KUTIPAN TEKS
-- -- --

Ternyata yang menyebabkan ngobeng dan kambangan ini mulai tergerus oleh zaman selain karena adanya globalisasi juga disebabkan oleh faktor-faktor lainnya diantaranya yakni Faktor Ekonomi dimana biaya yang digunakan untuk acara ngobeng dan kambangan sendiri memakan dana yang cukup besar dikarenakan biaya yang cukup besar ini masyarakat memilih alternatif lain yang biayanya lebih murah dan hemat selain faktor ekonomi yang menyebabkan ngobeng dan kambangan ini mulai tergerus oleh zaman juga disebabkan oleh faktor dari masyarakatnya itu sendiri dimana Orang-orang saat ini sudah tidak mau repot lagi dan serba ingin cepat.

-- -- --

PETUNJUK TUGAS
Dalam kutipan tentang ngobeng dan kambangan, faktor apa yang berasal dari masyarakat itu sendiri? Gunakan hanya kutipan teks di atas sebagai sumber jawaban.

-- -- --

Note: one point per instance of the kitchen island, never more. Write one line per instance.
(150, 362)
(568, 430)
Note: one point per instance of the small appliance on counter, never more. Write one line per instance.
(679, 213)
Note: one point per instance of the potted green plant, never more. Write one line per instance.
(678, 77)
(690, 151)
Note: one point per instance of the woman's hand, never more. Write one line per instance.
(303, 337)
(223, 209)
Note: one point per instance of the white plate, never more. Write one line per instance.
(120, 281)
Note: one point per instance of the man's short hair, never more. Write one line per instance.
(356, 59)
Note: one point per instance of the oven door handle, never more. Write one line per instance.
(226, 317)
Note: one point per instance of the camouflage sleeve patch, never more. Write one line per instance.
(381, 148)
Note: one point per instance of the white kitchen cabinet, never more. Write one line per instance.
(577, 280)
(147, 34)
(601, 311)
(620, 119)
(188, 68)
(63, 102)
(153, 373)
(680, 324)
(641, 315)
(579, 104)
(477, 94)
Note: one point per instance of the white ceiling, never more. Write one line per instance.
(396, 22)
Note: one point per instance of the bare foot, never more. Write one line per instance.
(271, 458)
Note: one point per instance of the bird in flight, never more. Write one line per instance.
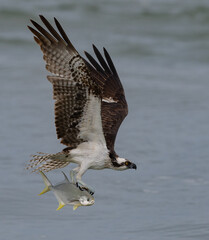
(90, 106)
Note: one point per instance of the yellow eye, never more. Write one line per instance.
(127, 163)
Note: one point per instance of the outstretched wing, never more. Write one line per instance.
(77, 96)
(114, 105)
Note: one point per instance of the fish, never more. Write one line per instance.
(67, 193)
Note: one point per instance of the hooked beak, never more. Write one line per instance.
(133, 166)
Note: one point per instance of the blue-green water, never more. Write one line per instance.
(161, 50)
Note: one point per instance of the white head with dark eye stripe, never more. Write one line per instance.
(121, 163)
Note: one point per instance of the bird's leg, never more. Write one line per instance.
(73, 172)
(84, 186)
(81, 184)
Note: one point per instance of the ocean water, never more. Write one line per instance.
(161, 51)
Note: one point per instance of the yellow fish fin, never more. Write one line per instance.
(61, 205)
(76, 206)
(46, 189)
(47, 183)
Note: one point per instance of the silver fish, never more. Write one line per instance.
(67, 193)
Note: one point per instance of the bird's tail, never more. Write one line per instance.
(46, 162)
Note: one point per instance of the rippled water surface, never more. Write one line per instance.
(161, 50)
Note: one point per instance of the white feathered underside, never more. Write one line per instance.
(91, 123)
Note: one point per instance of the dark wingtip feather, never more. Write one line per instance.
(101, 59)
(93, 62)
(110, 62)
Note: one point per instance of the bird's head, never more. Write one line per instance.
(121, 163)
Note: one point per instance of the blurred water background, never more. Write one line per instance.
(161, 51)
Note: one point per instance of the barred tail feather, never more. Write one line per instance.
(46, 162)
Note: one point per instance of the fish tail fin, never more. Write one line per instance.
(46, 162)
(46, 182)
(61, 205)
(66, 178)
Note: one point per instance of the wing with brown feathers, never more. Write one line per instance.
(73, 86)
(114, 106)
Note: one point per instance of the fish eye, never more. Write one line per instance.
(127, 163)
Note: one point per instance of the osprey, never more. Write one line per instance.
(90, 106)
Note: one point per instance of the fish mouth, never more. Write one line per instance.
(133, 166)
(87, 203)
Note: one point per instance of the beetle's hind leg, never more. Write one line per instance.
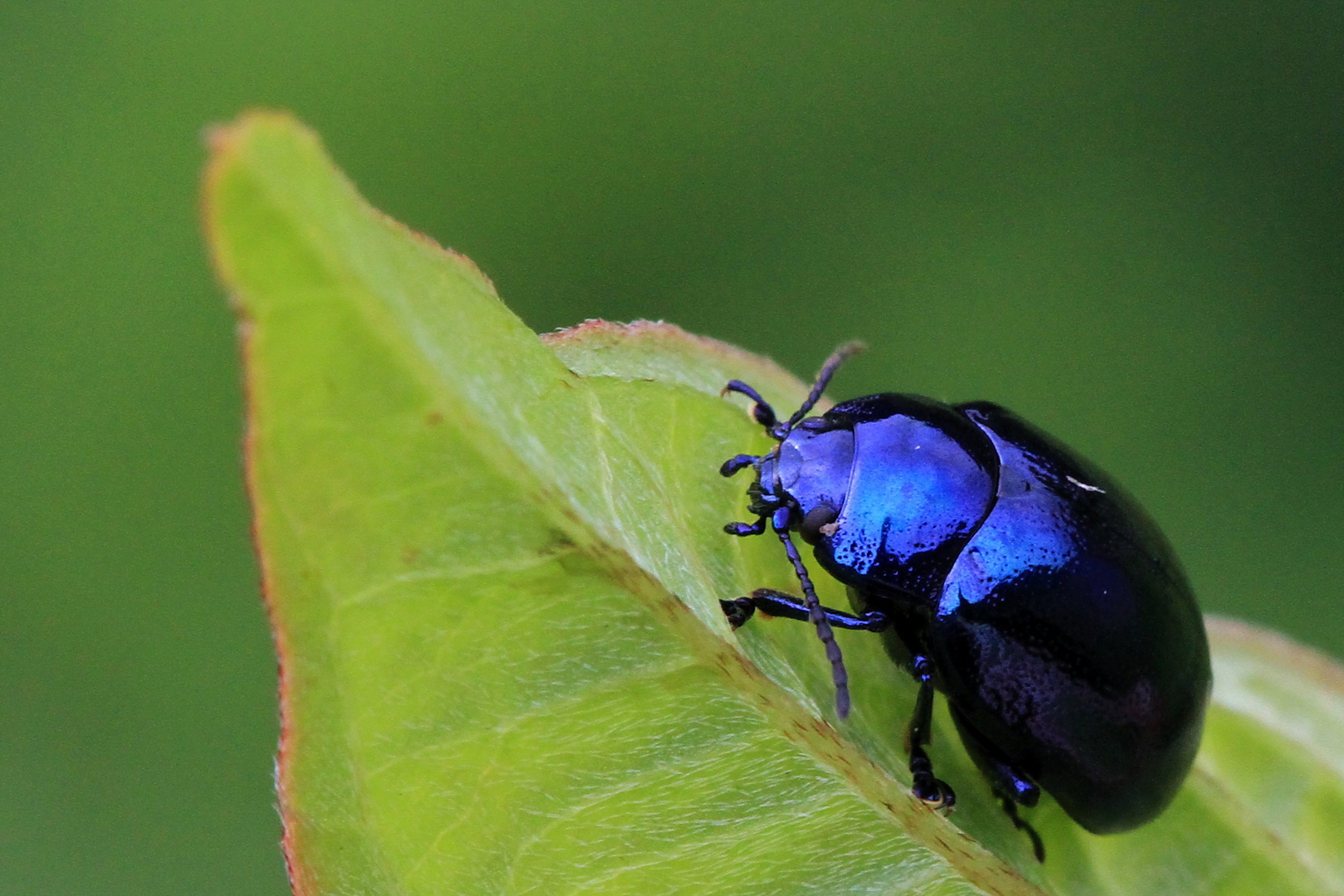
(1012, 787)
(923, 785)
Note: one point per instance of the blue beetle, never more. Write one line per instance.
(1004, 571)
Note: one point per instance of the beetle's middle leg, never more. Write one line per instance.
(1012, 786)
(777, 603)
(923, 785)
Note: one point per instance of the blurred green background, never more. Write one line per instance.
(1125, 221)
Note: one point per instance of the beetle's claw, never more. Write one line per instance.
(934, 793)
(738, 611)
(737, 462)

-- -- --

JAWABAN TUGAS
Orang-orang saat ini sudah tidak mau repot lagi dan serba ingin cepat.